Given problem
Please quote only the lines that start at the one with "Wildlife camera-trap request: tag the shorts" and go on to the last line of the data, both ends kept.
----- Records shown -----
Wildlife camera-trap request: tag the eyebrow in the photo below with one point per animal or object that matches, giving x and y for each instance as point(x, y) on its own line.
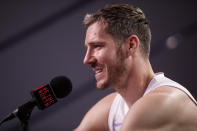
point(94, 43)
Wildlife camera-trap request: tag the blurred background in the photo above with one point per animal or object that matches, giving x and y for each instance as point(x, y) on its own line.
point(43, 39)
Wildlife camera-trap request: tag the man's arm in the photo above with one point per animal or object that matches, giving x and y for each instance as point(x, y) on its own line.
point(160, 110)
point(97, 117)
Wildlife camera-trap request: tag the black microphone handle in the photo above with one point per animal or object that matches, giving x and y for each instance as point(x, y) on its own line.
point(22, 112)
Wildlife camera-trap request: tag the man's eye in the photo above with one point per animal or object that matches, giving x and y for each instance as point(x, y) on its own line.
point(97, 46)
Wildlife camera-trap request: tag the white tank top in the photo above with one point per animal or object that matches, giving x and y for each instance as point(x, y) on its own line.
point(119, 107)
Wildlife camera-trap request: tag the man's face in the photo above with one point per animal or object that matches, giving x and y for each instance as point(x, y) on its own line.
point(104, 56)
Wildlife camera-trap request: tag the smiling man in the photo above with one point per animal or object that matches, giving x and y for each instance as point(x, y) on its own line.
point(118, 46)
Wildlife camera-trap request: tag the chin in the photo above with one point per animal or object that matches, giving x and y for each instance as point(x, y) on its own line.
point(103, 85)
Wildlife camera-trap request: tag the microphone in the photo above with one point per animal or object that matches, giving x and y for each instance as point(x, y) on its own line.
point(43, 97)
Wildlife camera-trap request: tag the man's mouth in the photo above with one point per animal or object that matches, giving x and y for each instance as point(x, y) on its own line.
point(98, 72)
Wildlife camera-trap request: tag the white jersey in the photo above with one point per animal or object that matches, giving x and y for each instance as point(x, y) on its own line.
point(119, 107)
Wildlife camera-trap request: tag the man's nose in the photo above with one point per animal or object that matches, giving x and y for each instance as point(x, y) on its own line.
point(89, 58)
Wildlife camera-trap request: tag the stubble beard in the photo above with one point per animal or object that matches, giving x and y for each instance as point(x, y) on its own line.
point(115, 73)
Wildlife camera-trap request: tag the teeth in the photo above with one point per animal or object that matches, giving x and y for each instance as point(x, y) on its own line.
point(98, 71)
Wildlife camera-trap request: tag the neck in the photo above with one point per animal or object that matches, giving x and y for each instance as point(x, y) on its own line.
point(139, 77)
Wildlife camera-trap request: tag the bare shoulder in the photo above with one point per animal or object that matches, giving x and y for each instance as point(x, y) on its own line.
point(165, 108)
point(96, 119)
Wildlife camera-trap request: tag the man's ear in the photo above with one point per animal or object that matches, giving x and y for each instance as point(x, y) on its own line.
point(132, 44)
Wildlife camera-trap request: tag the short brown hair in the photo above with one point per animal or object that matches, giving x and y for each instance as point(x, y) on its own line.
point(123, 20)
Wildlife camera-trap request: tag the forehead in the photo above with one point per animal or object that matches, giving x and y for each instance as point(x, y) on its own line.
point(96, 33)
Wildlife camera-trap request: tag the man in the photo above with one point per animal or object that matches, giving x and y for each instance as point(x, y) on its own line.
point(118, 45)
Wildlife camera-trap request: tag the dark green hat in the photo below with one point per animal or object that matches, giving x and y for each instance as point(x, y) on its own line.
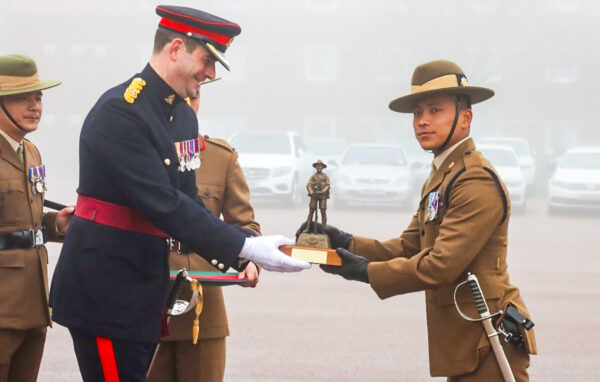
point(436, 77)
point(18, 74)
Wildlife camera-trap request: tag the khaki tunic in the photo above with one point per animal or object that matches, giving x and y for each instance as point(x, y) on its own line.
point(23, 272)
point(224, 191)
point(468, 235)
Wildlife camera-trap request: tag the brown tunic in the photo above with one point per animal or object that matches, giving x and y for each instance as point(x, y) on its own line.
point(468, 235)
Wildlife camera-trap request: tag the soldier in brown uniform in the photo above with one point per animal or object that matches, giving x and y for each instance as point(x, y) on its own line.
point(24, 228)
point(224, 191)
point(461, 226)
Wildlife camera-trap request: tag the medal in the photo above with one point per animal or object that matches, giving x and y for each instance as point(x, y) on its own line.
point(433, 205)
point(37, 177)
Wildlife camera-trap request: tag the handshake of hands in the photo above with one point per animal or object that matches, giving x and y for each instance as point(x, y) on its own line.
point(264, 251)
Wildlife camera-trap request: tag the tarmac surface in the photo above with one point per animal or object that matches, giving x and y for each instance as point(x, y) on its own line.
point(312, 326)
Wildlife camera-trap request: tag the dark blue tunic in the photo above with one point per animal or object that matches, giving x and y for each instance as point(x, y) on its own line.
point(112, 282)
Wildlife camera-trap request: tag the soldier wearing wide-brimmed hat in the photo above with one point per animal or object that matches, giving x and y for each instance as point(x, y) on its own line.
point(461, 226)
point(24, 313)
point(318, 190)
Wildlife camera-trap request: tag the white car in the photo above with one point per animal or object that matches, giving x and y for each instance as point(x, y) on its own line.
point(505, 161)
point(276, 165)
point(524, 153)
point(373, 174)
point(576, 180)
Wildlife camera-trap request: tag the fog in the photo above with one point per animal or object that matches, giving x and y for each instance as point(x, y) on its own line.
point(323, 72)
point(327, 69)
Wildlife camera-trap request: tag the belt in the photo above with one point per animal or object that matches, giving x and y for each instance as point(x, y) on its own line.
point(23, 239)
point(116, 216)
point(178, 246)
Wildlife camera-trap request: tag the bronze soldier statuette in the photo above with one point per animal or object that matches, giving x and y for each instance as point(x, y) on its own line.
point(312, 246)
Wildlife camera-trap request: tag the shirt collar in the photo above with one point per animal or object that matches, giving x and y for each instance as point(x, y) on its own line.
point(14, 144)
point(438, 160)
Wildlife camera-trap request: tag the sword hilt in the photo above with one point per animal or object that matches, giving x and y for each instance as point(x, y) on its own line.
point(53, 205)
point(480, 303)
point(174, 292)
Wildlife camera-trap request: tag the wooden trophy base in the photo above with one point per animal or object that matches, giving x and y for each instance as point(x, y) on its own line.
point(305, 251)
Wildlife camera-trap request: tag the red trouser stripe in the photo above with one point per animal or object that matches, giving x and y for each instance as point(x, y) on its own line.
point(107, 359)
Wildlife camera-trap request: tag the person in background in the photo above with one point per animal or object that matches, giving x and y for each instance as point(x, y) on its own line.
point(24, 227)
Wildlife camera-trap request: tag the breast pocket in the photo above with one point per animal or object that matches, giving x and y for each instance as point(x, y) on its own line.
point(212, 195)
point(13, 202)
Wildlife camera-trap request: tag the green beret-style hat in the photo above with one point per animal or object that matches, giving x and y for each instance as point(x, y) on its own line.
point(18, 74)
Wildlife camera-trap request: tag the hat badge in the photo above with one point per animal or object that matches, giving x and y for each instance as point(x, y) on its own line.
point(170, 99)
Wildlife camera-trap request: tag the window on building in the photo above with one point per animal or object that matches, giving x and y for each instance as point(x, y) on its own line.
point(392, 64)
point(321, 5)
point(320, 63)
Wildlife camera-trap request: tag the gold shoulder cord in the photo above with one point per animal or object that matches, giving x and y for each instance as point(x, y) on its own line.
point(196, 286)
point(132, 91)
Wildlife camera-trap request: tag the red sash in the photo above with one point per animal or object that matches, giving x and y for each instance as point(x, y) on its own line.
point(116, 216)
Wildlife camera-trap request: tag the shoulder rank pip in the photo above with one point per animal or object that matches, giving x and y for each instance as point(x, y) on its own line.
point(134, 89)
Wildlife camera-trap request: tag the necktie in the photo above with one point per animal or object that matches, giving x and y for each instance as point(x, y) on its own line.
point(20, 153)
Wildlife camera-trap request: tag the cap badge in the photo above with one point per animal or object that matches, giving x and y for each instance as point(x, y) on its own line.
point(170, 99)
point(132, 91)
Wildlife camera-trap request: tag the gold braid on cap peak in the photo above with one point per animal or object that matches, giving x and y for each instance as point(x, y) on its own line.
point(134, 89)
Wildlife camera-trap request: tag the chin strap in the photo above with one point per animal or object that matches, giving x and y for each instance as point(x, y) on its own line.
point(10, 116)
point(443, 146)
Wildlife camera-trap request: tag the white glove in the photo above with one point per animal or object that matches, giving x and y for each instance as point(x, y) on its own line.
point(264, 251)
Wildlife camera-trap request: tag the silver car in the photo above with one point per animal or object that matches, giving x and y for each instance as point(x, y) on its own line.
point(576, 180)
point(373, 174)
point(521, 146)
point(505, 161)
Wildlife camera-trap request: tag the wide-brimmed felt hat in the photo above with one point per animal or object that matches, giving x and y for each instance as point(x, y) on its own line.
point(215, 33)
point(440, 76)
point(319, 163)
point(18, 74)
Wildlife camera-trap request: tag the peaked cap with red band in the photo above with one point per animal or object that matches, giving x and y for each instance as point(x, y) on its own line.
point(215, 33)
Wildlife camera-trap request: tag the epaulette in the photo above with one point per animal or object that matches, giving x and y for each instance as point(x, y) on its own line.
point(219, 142)
point(472, 161)
point(132, 91)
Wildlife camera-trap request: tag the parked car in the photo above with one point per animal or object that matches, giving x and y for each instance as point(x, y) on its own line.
point(276, 164)
point(524, 153)
point(373, 174)
point(419, 162)
point(576, 180)
point(329, 150)
point(505, 161)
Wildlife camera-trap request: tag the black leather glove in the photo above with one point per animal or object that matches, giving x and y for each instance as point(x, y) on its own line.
point(339, 238)
point(353, 267)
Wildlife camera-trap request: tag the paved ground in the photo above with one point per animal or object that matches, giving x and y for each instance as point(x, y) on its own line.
point(316, 327)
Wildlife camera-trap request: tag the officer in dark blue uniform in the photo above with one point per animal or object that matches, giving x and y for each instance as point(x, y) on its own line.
point(138, 152)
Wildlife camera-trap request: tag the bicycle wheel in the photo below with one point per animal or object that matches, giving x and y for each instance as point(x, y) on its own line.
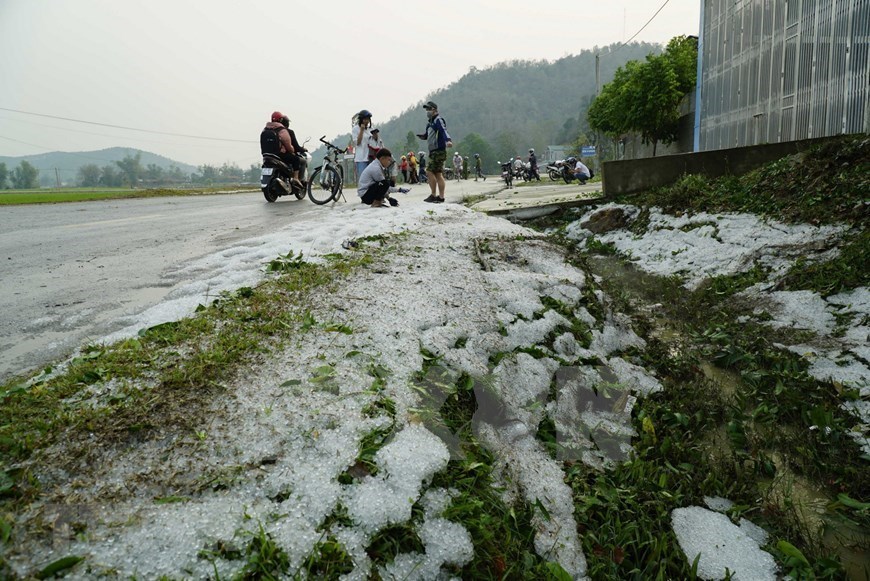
point(324, 186)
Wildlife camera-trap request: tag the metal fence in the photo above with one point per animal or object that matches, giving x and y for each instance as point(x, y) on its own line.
point(782, 70)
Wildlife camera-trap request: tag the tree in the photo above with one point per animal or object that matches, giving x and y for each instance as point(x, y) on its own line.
point(176, 175)
point(109, 177)
point(645, 97)
point(89, 175)
point(154, 174)
point(131, 168)
point(24, 176)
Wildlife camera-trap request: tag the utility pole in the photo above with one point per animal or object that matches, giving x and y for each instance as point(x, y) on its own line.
point(597, 93)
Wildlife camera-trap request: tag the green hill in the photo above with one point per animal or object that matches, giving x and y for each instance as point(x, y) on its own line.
point(64, 166)
point(513, 105)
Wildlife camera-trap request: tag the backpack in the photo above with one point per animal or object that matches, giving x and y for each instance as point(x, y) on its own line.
point(269, 142)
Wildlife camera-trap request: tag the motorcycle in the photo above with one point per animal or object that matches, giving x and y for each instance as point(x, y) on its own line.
point(554, 170)
point(275, 177)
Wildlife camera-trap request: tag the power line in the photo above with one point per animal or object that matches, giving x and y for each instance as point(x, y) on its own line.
point(641, 28)
point(82, 132)
point(127, 128)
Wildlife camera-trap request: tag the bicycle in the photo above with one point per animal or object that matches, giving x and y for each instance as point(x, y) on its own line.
point(327, 181)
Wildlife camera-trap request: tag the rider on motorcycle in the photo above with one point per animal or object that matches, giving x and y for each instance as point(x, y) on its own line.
point(300, 161)
point(275, 139)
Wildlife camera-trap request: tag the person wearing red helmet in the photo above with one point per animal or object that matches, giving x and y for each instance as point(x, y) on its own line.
point(275, 139)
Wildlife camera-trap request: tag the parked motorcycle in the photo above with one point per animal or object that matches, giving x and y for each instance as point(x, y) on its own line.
point(554, 170)
point(275, 177)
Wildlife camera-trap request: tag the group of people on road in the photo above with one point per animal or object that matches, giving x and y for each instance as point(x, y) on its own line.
point(376, 181)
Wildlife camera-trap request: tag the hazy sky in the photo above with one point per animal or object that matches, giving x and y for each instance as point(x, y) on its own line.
point(218, 68)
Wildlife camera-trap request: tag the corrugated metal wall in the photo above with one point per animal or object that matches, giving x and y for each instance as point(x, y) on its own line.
point(783, 70)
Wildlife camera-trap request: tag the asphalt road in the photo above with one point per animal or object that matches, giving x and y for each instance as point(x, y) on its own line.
point(69, 272)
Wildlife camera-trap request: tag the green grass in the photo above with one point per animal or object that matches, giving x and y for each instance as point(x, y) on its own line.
point(19, 197)
point(164, 377)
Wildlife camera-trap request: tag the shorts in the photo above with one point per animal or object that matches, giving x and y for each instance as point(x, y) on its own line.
point(376, 191)
point(436, 161)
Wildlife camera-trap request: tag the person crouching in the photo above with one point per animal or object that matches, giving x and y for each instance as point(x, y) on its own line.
point(374, 186)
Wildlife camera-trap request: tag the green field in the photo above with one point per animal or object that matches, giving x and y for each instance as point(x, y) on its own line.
point(18, 197)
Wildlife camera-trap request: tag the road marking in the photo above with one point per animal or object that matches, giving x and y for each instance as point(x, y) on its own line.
point(117, 221)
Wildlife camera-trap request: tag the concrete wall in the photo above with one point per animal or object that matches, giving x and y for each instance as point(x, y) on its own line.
point(634, 175)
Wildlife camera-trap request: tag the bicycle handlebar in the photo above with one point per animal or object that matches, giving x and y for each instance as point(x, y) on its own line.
point(331, 146)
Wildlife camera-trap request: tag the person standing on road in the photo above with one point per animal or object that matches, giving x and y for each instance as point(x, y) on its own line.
point(403, 166)
point(360, 136)
point(457, 166)
point(478, 168)
point(439, 140)
point(375, 143)
point(533, 165)
point(421, 161)
point(581, 172)
point(412, 167)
-----
Answer
Wildlife camera-trap request: tag the shorts in the photo above with one point per animal or object that matches, giving x and y for each instance as point(x, y) on its own line.
point(376, 191)
point(436, 161)
Wildlife camera-trap request: tag the person crouching in the photo above with one point per animal or object that matches, giving x and y for each instance as point(x, y) on its own line.
point(374, 186)
Wildlife camera-trap request: tag the green field in the photo above with one point per animal or object that matches, giving x and y for each instance as point(x, y) on its own line.
point(18, 197)
Wildlife camera-trap request: tag the road marking in the photo above with one point per animal or object that matches, giving x and y for each instance as point(x, y) on its own line.
point(117, 221)
Wildlife camera-trap request: tag the concrete wall in the photo above with one point per animal or object that matches, giving x and y for each instance as point(x, y) on its own line.
point(634, 175)
Wildlife camera-trap request: tag the bicycle handlebar in the photo above with one point per animal or object that matches, giving x and y for each instance as point(x, y) on its own line.
point(331, 146)
Wildlife camera-trap request: tag the person standing on road in the photo above with one point per animal or object that matches, giving x and y for each instance as point(x, y) on its own line.
point(403, 166)
point(360, 136)
point(457, 166)
point(478, 168)
point(439, 140)
point(375, 143)
point(533, 165)
point(421, 161)
point(581, 172)
point(412, 167)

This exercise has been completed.